(Stored data entries)
# # # # # # #

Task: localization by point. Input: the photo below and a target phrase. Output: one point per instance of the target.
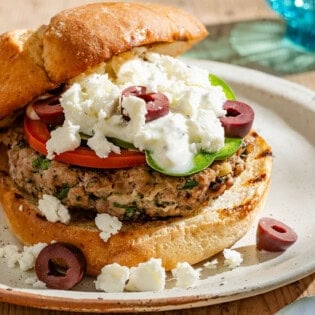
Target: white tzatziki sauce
(93, 106)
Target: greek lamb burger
(112, 145)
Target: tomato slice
(37, 135)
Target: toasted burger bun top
(33, 62)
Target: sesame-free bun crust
(77, 39)
(190, 239)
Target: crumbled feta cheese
(212, 264)
(101, 145)
(24, 258)
(93, 106)
(232, 258)
(186, 276)
(11, 254)
(64, 138)
(53, 209)
(30, 280)
(112, 278)
(108, 225)
(148, 276)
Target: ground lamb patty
(130, 193)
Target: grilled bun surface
(190, 239)
(33, 62)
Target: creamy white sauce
(92, 105)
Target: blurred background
(243, 32)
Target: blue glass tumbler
(299, 16)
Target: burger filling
(128, 193)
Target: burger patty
(130, 193)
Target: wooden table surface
(29, 14)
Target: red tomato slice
(37, 135)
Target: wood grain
(29, 14)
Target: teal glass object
(299, 16)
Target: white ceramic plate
(285, 117)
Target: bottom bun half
(191, 239)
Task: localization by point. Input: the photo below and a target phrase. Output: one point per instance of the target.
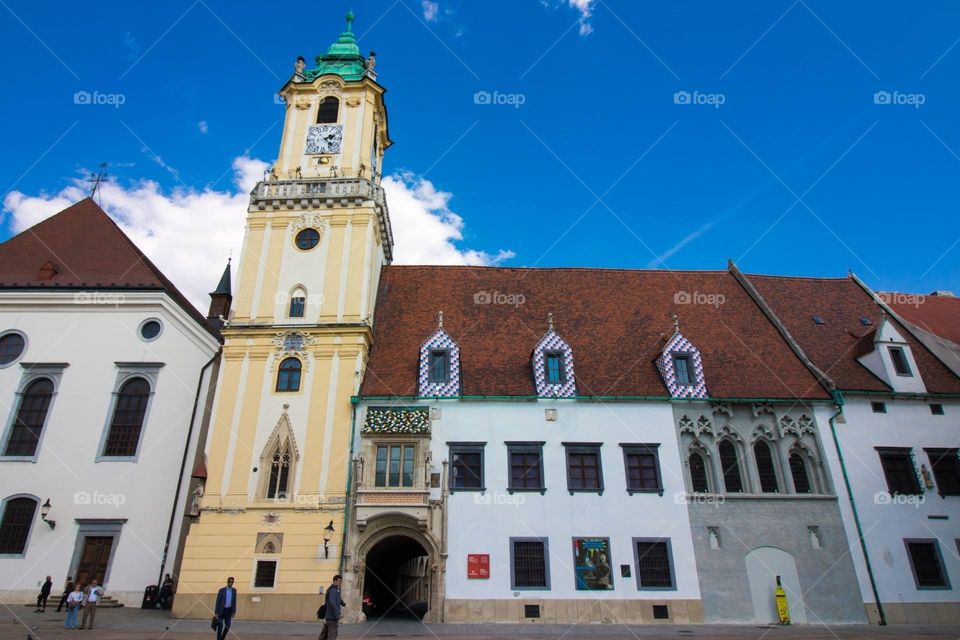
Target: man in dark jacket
(331, 619)
(225, 609)
(44, 594)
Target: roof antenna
(96, 179)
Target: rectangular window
(899, 359)
(466, 466)
(584, 470)
(682, 367)
(526, 466)
(555, 372)
(899, 470)
(528, 563)
(654, 563)
(927, 564)
(642, 467)
(394, 466)
(439, 365)
(266, 574)
(946, 470)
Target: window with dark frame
(683, 369)
(899, 470)
(466, 467)
(439, 365)
(127, 422)
(642, 466)
(529, 560)
(654, 568)
(288, 377)
(730, 466)
(526, 466)
(31, 415)
(18, 514)
(927, 564)
(900, 363)
(765, 467)
(945, 464)
(584, 469)
(266, 575)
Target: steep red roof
(938, 314)
(82, 248)
(614, 320)
(834, 345)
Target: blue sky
(798, 171)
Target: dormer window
(554, 367)
(900, 363)
(439, 365)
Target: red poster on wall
(478, 566)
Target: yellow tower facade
(271, 510)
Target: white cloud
(431, 9)
(189, 233)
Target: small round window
(308, 239)
(11, 348)
(150, 329)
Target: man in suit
(225, 609)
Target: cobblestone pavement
(135, 624)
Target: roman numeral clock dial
(324, 138)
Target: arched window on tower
(329, 110)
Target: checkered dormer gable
(449, 389)
(680, 345)
(566, 389)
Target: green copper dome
(342, 58)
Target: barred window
(31, 415)
(529, 563)
(654, 567)
(127, 422)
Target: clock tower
(270, 509)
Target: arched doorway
(397, 572)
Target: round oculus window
(11, 347)
(150, 329)
(307, 239)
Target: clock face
(324, 138)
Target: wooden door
(94, 559)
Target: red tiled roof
(614, 320)
(940, 315)
(82, 248)
(834, 346)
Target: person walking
(332, 613)
(44, 594)
(225, 609)
(67, 590)
(91, 596)
(74, 600)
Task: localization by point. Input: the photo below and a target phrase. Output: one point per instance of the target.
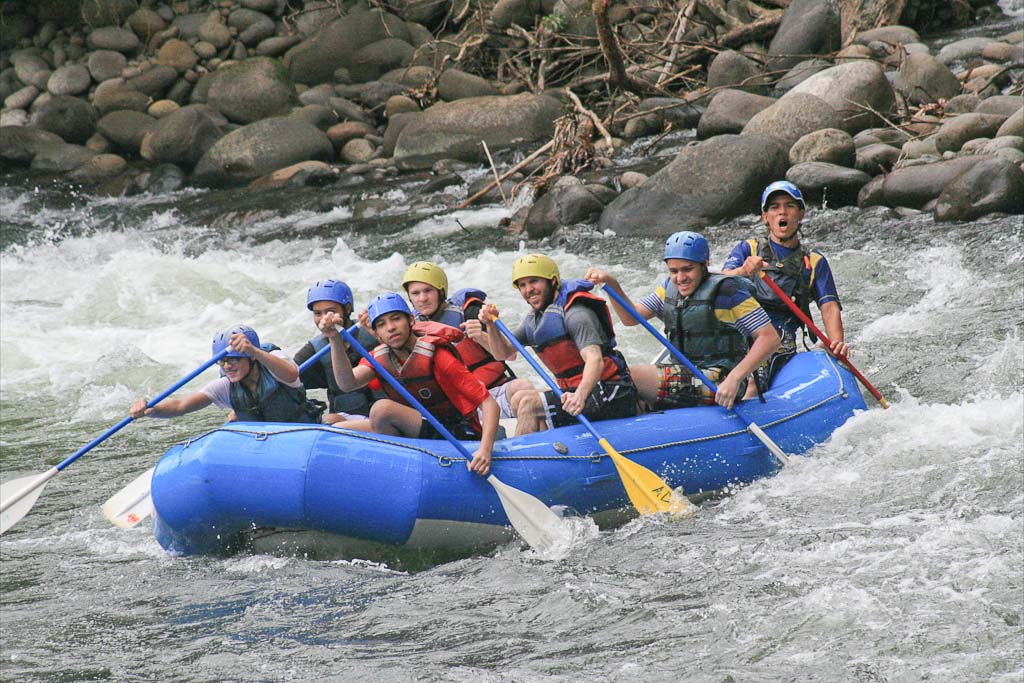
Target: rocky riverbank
(123, 97)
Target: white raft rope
(445, 461)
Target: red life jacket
(417, 374)
(483, 366)
(559, 352)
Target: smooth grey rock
(954, 132)
(992, 185)
(1000, 104)
(696, 189)
(808, 27)
(729, 112)
(314, 60)
(59, 158)
(856, 90)
(828, 144)
(877, 158)
(827, 183)
(732, 70)
(455, 129)
(1013, 126)
(73, 119)
(916, 185)
(18, 144)
(794, 116)
(455, 84)
(922, 79)
(73, 79)
(113, 38)
(251, 90)
(259, 148)
(104, 65)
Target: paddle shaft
(820, 335)
(46, 476)
(754, 429)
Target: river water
(894, 553)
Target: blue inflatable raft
(217, 492)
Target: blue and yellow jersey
(734, 306)
(817, 272)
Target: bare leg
(388, 417)
(528, 409)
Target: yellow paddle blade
(647, 492)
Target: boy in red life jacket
(426, 287)
(422, 356)
(572, 333)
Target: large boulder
(922, 79)
(259, 148)
(314, 60)
(732, 70)
(992, 185)
(794, 116)
(808, 27)
(729, 112)
(696, 188)
(955, 131)
(251, 90)
(916, 185)
(18, 144)
(828, 144)
(857, 90)
(827, 184)
(125, 129)
(73, 119)
(455, 130)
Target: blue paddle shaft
(544, 375)
(389, 378)
(116, 428)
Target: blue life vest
(692, 327)
(272, 400)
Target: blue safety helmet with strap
(329, 290)
(387, 303)
(223, 339)
(688, 246)
(781, 186)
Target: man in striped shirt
(714, 319)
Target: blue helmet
(387, 303)
(781, 186)
(688, 246)
(223, 339)
(329, 290)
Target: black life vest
(556, 348)
(353, 402)
(692, 327)
(793, 274)
(273, 400)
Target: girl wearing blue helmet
(714, 319)
(258, 385)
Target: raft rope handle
(445, 461)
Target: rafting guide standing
(803, 273)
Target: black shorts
(462, 430)
(606, 401)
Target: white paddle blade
(535, 521)
(132, 504)
(17, 497)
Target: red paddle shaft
(820, 335)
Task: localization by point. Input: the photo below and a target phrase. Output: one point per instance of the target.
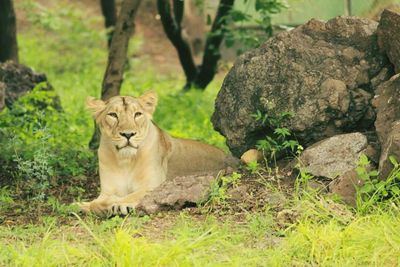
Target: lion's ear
(96, 106)
(149, 101)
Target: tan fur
(128, 173)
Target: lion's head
(124, 120)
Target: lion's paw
(122, 208)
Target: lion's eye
(113, 114)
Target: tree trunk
(8, 32)
(347, 7)
(117, 56)
(171, 21)
(212, 52)
(110, 17)
(119, 46)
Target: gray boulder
(387, 105)
(391, 147)
(324, 73)
(345, 186)
(389, 36)
(182, 191)
(332, 157)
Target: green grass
(70, 49)
(372, 240)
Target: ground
(267, 217)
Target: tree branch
(110, 17)
(212, 53)
(119, 46)
(174, 33)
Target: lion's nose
(127, 135)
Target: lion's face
(124, 120)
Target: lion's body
(144, 157)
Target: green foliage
(254, 13)
(278, 142)
(219, 190)
(375, 190)
(34, 144)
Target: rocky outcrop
(345, 187)
(183, 191)
(332, 157)
(389, 36)
(387, 104)
(391, 148)
(324, 73)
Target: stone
(387, 105)
(391, 147)
(334, 156)
(389, 36)
(181, 192)
(322, 72)
(19, 79)
(345, 187)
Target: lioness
(135, 156)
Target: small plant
(279, 141)
(253, 167)
(219, 189)
(37, 171)
(302, 179)
(375, 190)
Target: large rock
(176, 194)
(346, 187)
(391, 147)
(389, 36)
(18, 79)
(324, 73)
(387, 104)
(334, 156)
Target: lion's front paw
(100, 208)
(122, 208)
(84, 206)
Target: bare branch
(174, 34)
(212, 53)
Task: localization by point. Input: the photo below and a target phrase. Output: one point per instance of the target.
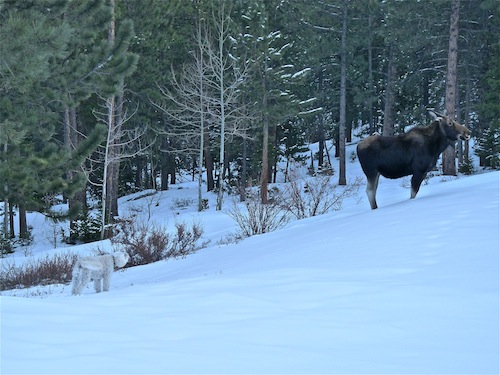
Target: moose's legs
(371, 189)
(416, 181)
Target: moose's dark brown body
(414, 153)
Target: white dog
(97, 268)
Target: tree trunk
(264, 173)
(244, 167)
(449, 165)
(23, 224)
(209, 163)
(343, 97)
(388, 127)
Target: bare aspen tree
(186, 106)
(227, 75)
(120, 144)
(449, 165)
(343, 77)
(207, 93)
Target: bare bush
(147, 242)
(258, 218)
(316, 196)
(55, 269)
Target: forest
(102, 98)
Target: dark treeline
(99, 98)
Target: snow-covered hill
(412, 287)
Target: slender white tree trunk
(449, 165)
(220, 194)
(343, 76)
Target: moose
(413, 153)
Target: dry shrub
(258, 218)
(147, 242)
(55, 269)
(314, 196)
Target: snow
(412, 287)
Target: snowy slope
(412, 287)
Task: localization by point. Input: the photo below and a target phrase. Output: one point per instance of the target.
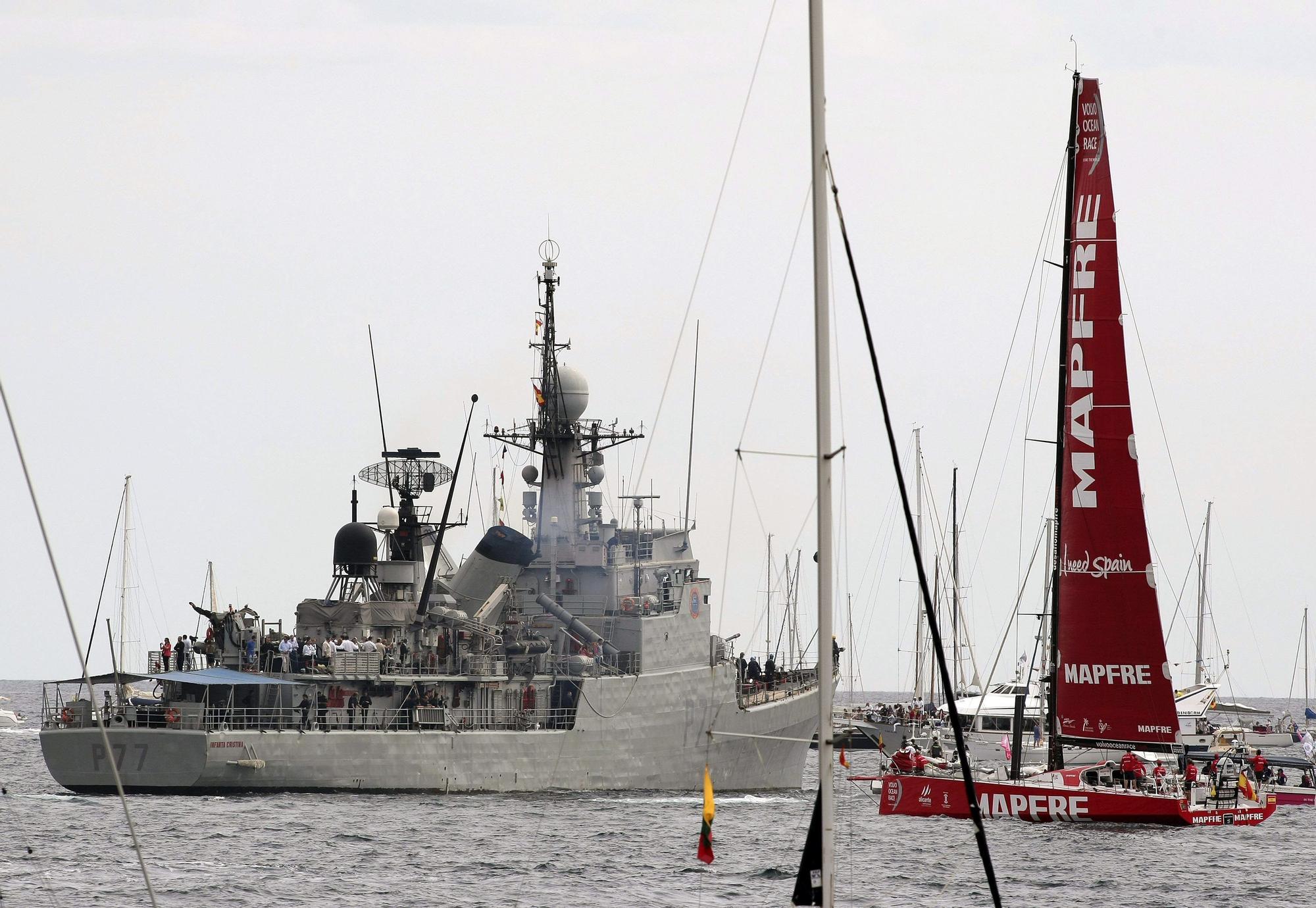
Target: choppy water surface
(594, 849)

# # # # # # #

» WHAT TO WORK ON: Return all the data exactly, and keep the pictures out.

» TASK OUTPUT:
Task: localization by point. Input: the photo below and a target phrase. Output: one point per instance of the target.
Target: white tzatziki sauce
(93, 106)
Target: greek lamb burger
(112, 145)
Target: tomato slice
(37, 135)
Target: toasted burger bun top
(33, 62)
Target: sesame-free bun crust
(77, 39)
(190, 239)
Target: crumbled feta cheese
(212, 264)
(101, 145)
(24, 258)
(93, 106)
(232, 258)
(186, 276)
(11, 254)
(64, 138)
(53, 209)
(30, 280)
(112, 278)
(108, 225)
(148, 276)
Target: ground lamb patty
(130, 193)
Target: grilled bun surface
(190, 239)
(33, 62)
Target: creamy white sauce
(92, 105)
Target: blurred background
(243, 32)
Target: blue glass tumbler
(299, 16)
Target: burger filling
(128, 193)
Target: burger patty
(130, 193)
Target: wooden table surface
(29, 14)
Target: red tomato slice
(37, 135)
Target: wood grain
(29, 14)
Target: teal glass object
(299, 16)
Target: white ceramic plate
(285, 117)
Target: bottom bun half
(191, 239)
Task: localization by point. Input: the photo below and a target phrase. Output: one point per instance of the target.
Target: man in dark jacket
(331, 619)
(225, 609)
(44, 594)
Target: roof antenna
(96, 179)
Target: rectangular window
(899, 359)
(466, 466)
(584, 470)
(682, 367)
(526, 466)
(555, 372)
(899, 470)
(528, 563)
(654, 563)
(927, 564)
(642, 467)
(394, 466)
(439, 365)
(266, 574)
(946, 470)
Target: window with dark frame
(683, 369)
(899, 470)
(466, 467)
(439, 365)
(127, 422)
(642, 466)
(529, 560)
(654, 568)
(288, 377)
(730, 466)
(526, 466)
(31, 415)
(18, 514)
(927, 564)
(900, 363)
(765, 467)
(945, 464)
(584, 469)
(266, 575)
Target: steep red roof
(938, 314)
(82, 248)
(614, 320)
(834, 345)
Target: blue sky
(798, 171)
Target: dormer window
(554, 367)
(900, 363)
(439, 365)
Target: red poster on wall
(478, 566)
Target: yellow tower facade
(271, 510)
Target: white cloud
(431, 9)
(189, 233)
Target: small round window
(308, 239)
(11, 348)
(150, 329)
Target: man in suit
(225, 609)
Target: cobblestone pavement
(135, 624)
Target: roman numeral clock dial
(324, 138)
Target: arched window on tower
(329, 110)
Target: checkered dormer gable
(449, 389)
(680, 345)
(566, 389)
Target: green copper dome
(342, 58)
Target: barred window
(31, 415)
(529, 563)
(654, 567)
(127, 422)
Target: clock tower
(270, 509)
Target: arched doorway
(397, 572)
Target: round oculus window
(11, 347)
(150, 329)
(307, 239)
Target: clock face
(324, 138)
Target: wooden door
(94, 559)
Target: red tiled roof
(614, 320)
(940, 315)
(82, 248)
(834, 346)
Target: person walking
(332, 613)
(44, 594)
(225, 609)
(67, 590)
(91, 596)
(74, 600)
Task: localization by point. Input: the photo below and a target phrase. Output: one point per instance of the target.
Target: rocky riverbank
(123, 97)
Target: white raft rope
(445, 461)
Target: red life jacket
(417, 374)
(483, 366)
(559, 352)
Target: smooth grey rock
(954, 132)
(992, 185)
(1000, 104)
(696, 189)
(808, 27)
(729, 112)
(314, 60)
(59, 158)
(856, 90)
(828, 144)
(877, 158)
(827, 183)
(732, 70)
(455, 129)
(1013, 126)
(73, 119)
(916, 185)
(18, 144)
(794, 116)
(455, 84)
(922, 79)
(73, 79)
(113, 38)
(251, 90)
(259, 148)
(104, 65)
Target: paddle shaft
(820, 335)
(46, 476)
(754, 429)
Target: river water
(894, 553)
Target: blue inflatable raft
(217, 492)
Target: blue and yellow jersey
(734, 306)
(817, 272)
Target: bare leg
(388, 417)
(528, 409)
Target: yellow paddle blade
(647, 492)
Target: boy in red life jacket
(426, 287)
(422, 356)
(572, 333)
Target: large boulder
(922, 79)
(259, 148)
(314, 60)
(732, 70)
(992, 185)
(794, 116)
(808, 27)
(729, 112)
(696, 188)
(955, 131)
(251, 90)
(916, 185)
(18, 144)
(828, 144)
(857, 90)
(827, 184)
(125, 129)
(73, 119)
(455, 130)
Target: blue paddle shaft
(544, 375)
(389, 378)
(116, 428)
Target: blue life vest
(692, 327)
(272, 400)
Target: blue safety helmet with strap
(329, 290)
(387, 303)
(223, 339)
(688, 246)
(781, 186)
Target: man in striped shirt
(714, 319)
Target: blue helmet
(387, 303)
(781, 186)
(688, 246)
(223, 339)
(329, 290)
Target: black life vest
(556, 348)
(353, 402)
(692, 327)
(793, 274)
(273, 400)
Target: girl wearing blue helmet
(714, 319)
(258, 385)
Target: raft rope handle
(445, 461)
Target: rafting guide standing
(803, 273)
Target: black shorts
(462, 430)
(606, 401)
Target: white paddle blade
(535, 521)
(132, 504)
(17, 497)
Target: red paddle shaft
(820, 335)
Task: localization by point. Input: the photo below and a target phrase. Output: one point per instance of the target.
Target: lion's ear
(96, 106)
(149, 101)
Target: tan fur
(128, 173)
Target: lion's head
(124, 120)
Target: lion's paw
(122, 208)
Target: lion's eye
(113, 114)
Target: tree trunk
(8, 32)
(347, 7)
(117, 56)
(171, 21)
(212, 52)
(110, 17)
(119, 46)
Target: gray boulder
(387, 105)
(391, 147)
(324, 73)
(345, 186)
(389, 36)
(182, 191)
(332, 157)
Target: green grass
(70, 49)
(372, 240)
Target: ground
(267, 217)
Target: tree branch
(110, 17)
(212, 53)
(119, 46)
(174, 33)
Target: lion's nose
(127, 135)
Target: lion's face
(124, 120)
Target: lion's body
(144, 157)
Target: green foliage
(254, 13)
(278, 142)
(219, 190)
(375, 190)
(34, 144)
Target: rocky outcrop
(345, 187)
(183, 191)
(332, 157)
(389, 36)
(387, 104)
(391, 148)
(324, 73)
Target: stone
(387, 105)
(391, 147)
(334, 156)
(389, 36)
(181, 192)
(322, 72)
(19, 79)
(345, 187)
Target: lioness
(135, 156)
Target: small plant
(279, 141)
(253, 167)
(219, 189)
(37, 171)
(302, 179)
(375, 190)
Target: large rock
(176, 194)
(346, 187)
(391, 147)
(389, 36)
(18, 79)
(324, 73)
(387, 104)
(334, 156)
Target: lion's front paw
(100, 208)
(122, 208)
(84, 206)
Target: bare branch
(174, 34)
(212, 53)
Task: localization by point. Input: the photo below and a target phrase. Output: one point per instance of the target.
Target: moose's legs
(371, 189)
(416, 181)
Target: moose's dark brown body
(414, 153)
Target: white dog
(97, 268)
Target: tree trunk
(264, 173)
(244, 167)
(449, 165)
(23, 224)
(209, 163)
(343, 97)
(388, 127)
Target: bare aspen tree
(186, 106)
(227, 75)
(120, 144)
(449, 165)
(343, 77)
(207, 93)
Target: bare bush
(147, 242)
(258, 218)
(316, 196)
(55, 269)
Target: forest
(102, 98)
Target: dark treeline
(99, 98)
Target: snow-covered hill
(412, 287)
Target: slender white tree trunk
(449, 165)
(220, 194)
(343, 76)
Target: moose
(413, 153)
Target: dry shrub
(258, 218)
(147, 242)
(55, 269)
(314, 196)
Target: snow
(412, 287)
Target: snowy slope
(412, 287)
Task: localization by point. Input: the photo below and a target phrase. Output: one point per instance of the target.
Target: choppy water surface
(594, 849)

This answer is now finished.